• [What needs to be done] Output each entry exactly; skip nothing.

• [Information shown]
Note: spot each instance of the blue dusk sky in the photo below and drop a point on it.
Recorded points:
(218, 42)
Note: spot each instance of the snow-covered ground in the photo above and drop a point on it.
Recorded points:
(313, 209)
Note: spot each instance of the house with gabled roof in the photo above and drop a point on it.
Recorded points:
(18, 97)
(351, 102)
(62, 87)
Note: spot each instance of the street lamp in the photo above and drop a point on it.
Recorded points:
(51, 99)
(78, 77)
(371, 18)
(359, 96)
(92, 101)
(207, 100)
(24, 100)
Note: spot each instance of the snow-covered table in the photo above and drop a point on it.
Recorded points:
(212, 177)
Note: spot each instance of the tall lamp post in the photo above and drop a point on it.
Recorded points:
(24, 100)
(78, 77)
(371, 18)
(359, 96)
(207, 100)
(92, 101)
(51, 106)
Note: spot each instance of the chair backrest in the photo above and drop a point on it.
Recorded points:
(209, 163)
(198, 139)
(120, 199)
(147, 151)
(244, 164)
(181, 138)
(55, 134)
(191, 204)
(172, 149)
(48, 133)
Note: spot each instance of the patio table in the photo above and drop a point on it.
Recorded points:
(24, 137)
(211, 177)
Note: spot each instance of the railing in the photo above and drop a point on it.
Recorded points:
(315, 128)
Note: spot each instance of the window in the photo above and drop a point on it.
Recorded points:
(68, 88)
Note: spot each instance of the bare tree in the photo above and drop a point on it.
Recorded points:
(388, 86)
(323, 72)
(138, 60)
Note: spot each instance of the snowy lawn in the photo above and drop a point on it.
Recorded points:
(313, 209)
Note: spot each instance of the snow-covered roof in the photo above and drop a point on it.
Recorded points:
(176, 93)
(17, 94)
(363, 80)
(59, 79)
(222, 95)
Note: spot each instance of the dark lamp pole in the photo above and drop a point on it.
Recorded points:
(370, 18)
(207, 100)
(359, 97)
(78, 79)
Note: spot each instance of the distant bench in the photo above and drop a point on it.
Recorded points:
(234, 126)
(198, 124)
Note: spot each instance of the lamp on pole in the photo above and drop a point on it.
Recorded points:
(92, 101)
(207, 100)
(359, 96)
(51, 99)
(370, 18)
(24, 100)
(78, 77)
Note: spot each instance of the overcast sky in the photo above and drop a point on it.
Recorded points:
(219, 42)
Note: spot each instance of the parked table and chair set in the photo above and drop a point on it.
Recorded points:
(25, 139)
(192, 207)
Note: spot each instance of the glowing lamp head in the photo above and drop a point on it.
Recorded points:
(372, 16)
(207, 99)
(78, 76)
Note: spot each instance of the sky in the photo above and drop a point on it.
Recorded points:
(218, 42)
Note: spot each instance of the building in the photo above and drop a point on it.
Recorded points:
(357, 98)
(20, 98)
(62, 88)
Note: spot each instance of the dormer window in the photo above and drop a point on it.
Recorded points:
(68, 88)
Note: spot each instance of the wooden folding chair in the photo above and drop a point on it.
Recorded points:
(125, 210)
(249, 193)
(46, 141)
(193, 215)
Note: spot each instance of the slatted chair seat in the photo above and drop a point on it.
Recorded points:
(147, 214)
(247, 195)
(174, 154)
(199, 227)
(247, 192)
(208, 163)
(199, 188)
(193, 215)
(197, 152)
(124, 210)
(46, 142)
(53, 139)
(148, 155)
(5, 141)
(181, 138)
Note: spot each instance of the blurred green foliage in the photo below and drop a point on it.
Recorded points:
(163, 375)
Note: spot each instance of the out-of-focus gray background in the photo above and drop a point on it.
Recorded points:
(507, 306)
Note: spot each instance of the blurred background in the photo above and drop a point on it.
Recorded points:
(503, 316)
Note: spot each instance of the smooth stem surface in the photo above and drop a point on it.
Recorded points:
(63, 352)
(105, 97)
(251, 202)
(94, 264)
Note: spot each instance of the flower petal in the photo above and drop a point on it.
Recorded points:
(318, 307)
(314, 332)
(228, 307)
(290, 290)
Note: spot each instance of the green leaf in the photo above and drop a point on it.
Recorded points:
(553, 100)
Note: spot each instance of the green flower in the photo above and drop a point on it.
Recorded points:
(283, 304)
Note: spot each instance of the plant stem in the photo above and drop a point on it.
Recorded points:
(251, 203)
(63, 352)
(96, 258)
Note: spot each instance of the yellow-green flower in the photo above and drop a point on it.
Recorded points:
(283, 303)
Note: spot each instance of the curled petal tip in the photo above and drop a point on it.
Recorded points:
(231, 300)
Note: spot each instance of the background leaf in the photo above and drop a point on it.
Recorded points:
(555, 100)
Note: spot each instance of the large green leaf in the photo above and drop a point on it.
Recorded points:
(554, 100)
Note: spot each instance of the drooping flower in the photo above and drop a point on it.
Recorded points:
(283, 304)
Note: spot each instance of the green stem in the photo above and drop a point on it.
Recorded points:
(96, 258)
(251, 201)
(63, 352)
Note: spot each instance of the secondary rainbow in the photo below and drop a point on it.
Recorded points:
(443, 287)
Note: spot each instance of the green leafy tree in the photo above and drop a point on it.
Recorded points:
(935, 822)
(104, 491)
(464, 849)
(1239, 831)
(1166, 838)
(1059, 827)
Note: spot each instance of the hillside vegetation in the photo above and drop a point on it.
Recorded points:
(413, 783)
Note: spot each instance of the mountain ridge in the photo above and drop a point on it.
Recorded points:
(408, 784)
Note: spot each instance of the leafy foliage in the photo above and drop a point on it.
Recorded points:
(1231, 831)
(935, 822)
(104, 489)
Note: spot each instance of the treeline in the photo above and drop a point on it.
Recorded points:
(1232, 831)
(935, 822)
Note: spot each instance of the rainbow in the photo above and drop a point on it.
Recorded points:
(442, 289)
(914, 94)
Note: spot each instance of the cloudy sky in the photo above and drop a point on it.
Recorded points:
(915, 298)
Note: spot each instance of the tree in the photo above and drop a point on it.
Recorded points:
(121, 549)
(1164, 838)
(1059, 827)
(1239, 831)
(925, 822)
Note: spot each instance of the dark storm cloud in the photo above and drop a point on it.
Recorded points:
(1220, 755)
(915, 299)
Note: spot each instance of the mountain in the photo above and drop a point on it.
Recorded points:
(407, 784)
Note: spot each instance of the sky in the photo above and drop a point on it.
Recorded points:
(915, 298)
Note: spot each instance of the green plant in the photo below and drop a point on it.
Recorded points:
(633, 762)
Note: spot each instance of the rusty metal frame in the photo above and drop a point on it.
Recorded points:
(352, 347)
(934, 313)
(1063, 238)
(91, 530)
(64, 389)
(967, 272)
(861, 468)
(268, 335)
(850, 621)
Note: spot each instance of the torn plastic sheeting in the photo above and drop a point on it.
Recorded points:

• [Task output]
Note: spot each instance of the blue dusk sky in the photo below and drop a point on it.
Recorded points:
(218, 42)
Note: spot each instance of the snow-covered ground in the photo above and drop a point on it.
Recorded points:
(313, 209)
Note: spot each instance of the house with gabled roof in the photo above and drop a point on it.
Recorded points:
(18, 97)
(351, 102)
(62, 87)
Note: spot each instance of the street lamp in the photo above and drop a point on it.
Recorded points:
(51, 99)
(78, 77)
(371, 18)
(359, 96)
(92, 101)
(207, 100)
(24, 100)
Note: spot each instance of the snow-covered table in the photo above and drop a point on it.
Recorded points:
(212, 177)
Note: spot each instance of the tall lamp post in the photo above and drop a point on it.
Recorded points:
(24, 100)
(78, 77)
(371, 18)
(359, 96)
(207, 100)
(92, 101)
(51, 106)
Note: spot each instance of the chair backrest in the photo above and drop a point on it.
Recorded points:
(209, 163)
(198, 139)
(120, 199)
(147, 151)
(244, 164)
(181, 138)
(55, 134)
(191, 204)
(172, 149)
(48, 133)
Note: spot each instance of the patio table in the photo above and drop a point on it.
Recorded points:
(24, 137)
(211, 177)
Note: spot each instance of the railing in the photo above and drop a point on it.
Recorded points:
(315, 128)
Note: spot each instance of the window in the photo above and drop a point on it.
Recorded points:
(68, 88)
Note: spot each instance of the bare tree in the photo above and drop a point on it.
Recorded points:
(388, 86)
(323, 72)
(138, 60)
Note: spot each instance of the snowy lawn in the photo above and drop a point on it.
Recorded points:
(313, 209)
Note: spot each instance of the snow-covered roof in the photo above and drop a point on it.
Recorded points:
(176, 93)
(17, 94)
(363, 80)
(59, 79)
(222, 95)
Note: spot each instance of the dark lamp pole in the photo above and drop a point on it.
Recorded points:
(370, 18)
(207, 100)
(359, 97)
(78, 79)
Note: spot each instance of the distant bench in the photo above and drop a point on it.
Recorded points:
(234, 126)
(198, 124)
Note: spot each instance of the lamp on pole in the photo above and drop a point on it.
Recorded points:
(92, 101)
(207, 100)
(359, 96)
(51, 99)
(370, 18)
(24, 100)
(78, 77)
Note: spot each instance of the overcast sky in the photo above and drop a point on it.
Recorded points:
(219, 42)
Note: spot each instance of the parked table and chair set in the photo above and drop a point on it.
Recorded points:
(25, 139)
(192, 207)
Note: spot each instance of the glowing lamp head in the photo above and drop a point on it.
Recorded points:
(372, 16)
(207, 99)
(78, 76)
Note: spot each instance of the sky in the photo above and drop a point on it.
Recorded points:
(218, 42)
Note: spot each instance of the building in the photo above and drop a point on it.
Recorded points:
(357, 98)
(20, 98)
(62, 88)
Note: spot each instance of the dormer window in the photo above and drop a point on it.
Recorded points:
(68, 88)
Note: spot each instance of the wooden folding chair in the photo above and drop a point on it.
Recorded points:
(125, 210)
(249, 193)
(46, 141)
(193, 215)
Note: spot each instance of the slatted chair seat in the photo above and drop a point on it.
Recorded points:
(147, 214)
(247, 195)
(174, 154)
(199, 227)
(247, 192)
(208, 163)
(199, 188)
(193, 215)
(197, 152)
(124, 210)
(46, 142)
(53, 139)
(148, 155)
(5, 141)
(181, 138)
Note: spot each instance of the blurred green foliage in the photo below and drop a point on it.
Recorded points:
(163, 375)
Note: spot each instance of the out-of-focus gray background in the photo above and drop a point on it.
Recorded points:
(507, 306)
Note: spot each instance of the blurred background in the photo above and drop a point on it.
Recorded points:
(503, 316)
Note: spot each instance of the smooth stem surface in the photo above and drop a point on it.
Recorded points:
(63, 352)
(105, 97)
(251, 202)
(94, 264)
Note: spot each instance of the flower petal in the photo above and drop a point on it.
Recorded points:
(318, 307)
(314, 332)
(228, 307)
(290, 290)
Note: spot each instance of the green leaf in the photo above and drop a point on it.
Recorded points:
(553, 100)
Note: spot each instance of the green flower in the photo above and drop a point on it.
Recorded points:
(283, 304)
Note: spot each instance of the plant stem in the photo above and drop a point on it.
Recorded points:
(251, 203)
(63, 352)
(96, 258)
Note: spot each instance of the yellow-green flower in the photo above and drop a point on it.
Recorded points:
(283, 303)
Note: spot each instance of the curled petal tip in the photo above and drop a point on it.
Recorded points:
(231, 300)
Note: spot each instance of the background leaf in the photo above and drop a point on it.
Recorded points:
(555, 100)
Note: spot each instance of the large green leaf in the photo above and drop a point on it.
Recorded points:
(554, 100)
Note: spot each instance of the drooping flower in the photo above and drop a point on it.
Recorded points:
(283, 304)
Note: spot each instance of the green stem in the photo above and drop a point on it.
Recorded points:
(96, 258)
(251, 201)
(63, 352)
Note: spot each instance of the secondary rainbow in the photo below and drop a point on it.
Recorded points:
(443, 287)
Note: spot each instance of the green leafy tree in the photo above and drop a point on it.
Recorded points:
(935, 822)
(104, 491)
(464, 849)
(1239, 831)
(1166, 838)
(1059, 827)
Note: spot each instance of the hillside vegetation in the photo above and drop a point on it.
Recorded points:
(413, 783)
Note: spot each instance of the mountain ridge in the photo above and drop a point on it.
Recorded points:
(408, 784)
Note: spot each instance of the leafy foliage in the photo above and drop a point on it.
Recorded points:
(1231, 831)
(935, 822)
(104, 489)
Note: spot each instance of the treeline in the photo above and drop a point on it.
Recorded points:
(1232, 831)
(935, 822)
Note: spot each instance of the rainbow in the photo above and drop a point on it.
Recorded points:
(442, 289)
(914, 94)
Note: spot each instance of the cloudy sky in the photo above and drop a point on it.
Recorded points:
(915, 298)
Note: spot each instance of the tree in the photo above and drop a point on it.
Recorded points:
(121, 549)
(1164, 838)
(1059, 827)
(1239, 831)
(925, 822)
Note: spot each instance of the dark storm cloud in the photo above and drop a point on it.
Recorded points:
(1220, 755)
(915, 299)
Note: spot each instance of the mountain in the photo above and drop a point on it.
Recorded points:
(407, 784)
Note: spot each instance of the sky in the photo above and drop a point on it.
Recorded points:
(915, 298)
Note: spot each instance of the green plant in the photo below and drop a point on it.
Recorded points:
(633, 762)
Note: spot each instance of the rusty metal frame in the photo above and drop a point on it.
Recorded points:
(352, 347)
(934, 313)
(1063, 238)
(91, 530)
(64, 389)
(967, 272)
(861, 468)
(268, 335)
(850, 621)
Note: spot each instance of the torn plastic sheeting in the photo above and drop a point on it.
Recorded points:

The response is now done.